→ **The exercise**
Scale the listing from the line with "Target: exterior light fixture" up to and including its final line. Reproduce all of those lines, requests included, and multiply each x and y coordinate in the answer points by 1.1, rounding to whole numbers with halves going up; return only those lines.

[Records in a dataset]
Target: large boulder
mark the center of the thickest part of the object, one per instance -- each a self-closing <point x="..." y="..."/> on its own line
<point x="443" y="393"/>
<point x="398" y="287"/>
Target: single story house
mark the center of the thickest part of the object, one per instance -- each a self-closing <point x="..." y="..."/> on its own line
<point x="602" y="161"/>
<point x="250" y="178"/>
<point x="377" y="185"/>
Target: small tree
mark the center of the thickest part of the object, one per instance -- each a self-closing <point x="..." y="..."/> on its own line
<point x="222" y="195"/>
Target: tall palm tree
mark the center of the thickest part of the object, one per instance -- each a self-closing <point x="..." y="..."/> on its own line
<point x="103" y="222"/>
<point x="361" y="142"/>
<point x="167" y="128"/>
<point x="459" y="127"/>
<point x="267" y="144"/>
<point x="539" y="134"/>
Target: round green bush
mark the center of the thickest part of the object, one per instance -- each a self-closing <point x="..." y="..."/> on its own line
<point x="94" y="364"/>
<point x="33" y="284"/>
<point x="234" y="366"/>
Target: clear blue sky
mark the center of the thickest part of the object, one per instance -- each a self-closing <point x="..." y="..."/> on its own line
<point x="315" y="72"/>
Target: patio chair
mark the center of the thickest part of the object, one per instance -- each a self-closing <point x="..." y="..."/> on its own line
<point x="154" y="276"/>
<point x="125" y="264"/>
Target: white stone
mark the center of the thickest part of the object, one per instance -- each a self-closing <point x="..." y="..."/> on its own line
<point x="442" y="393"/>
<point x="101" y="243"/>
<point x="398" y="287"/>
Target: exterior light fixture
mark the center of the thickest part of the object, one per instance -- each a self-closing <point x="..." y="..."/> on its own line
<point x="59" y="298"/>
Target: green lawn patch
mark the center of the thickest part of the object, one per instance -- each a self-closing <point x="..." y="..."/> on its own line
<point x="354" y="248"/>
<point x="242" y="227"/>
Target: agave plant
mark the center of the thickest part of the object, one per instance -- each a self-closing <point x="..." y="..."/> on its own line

→ **Result**
Target: exterior light fixture
mark the center of the thickest part of the object, one per instance -- each a self-closing <point x="..." y="..."/> on its own line
<point x="65" y="328"/>
Target: green lawn patch
mark the center of the thickest part of the object, one per instance -- each a self-closing <point x="..." y="..."/> on its own line
<point x="389" y="273"/>
<point x="266" y="250"/>
Target: agave plant
mark the center of the thickest part of the object, one per instance -- each a self-closing <point x="..." y="..."/> on its own line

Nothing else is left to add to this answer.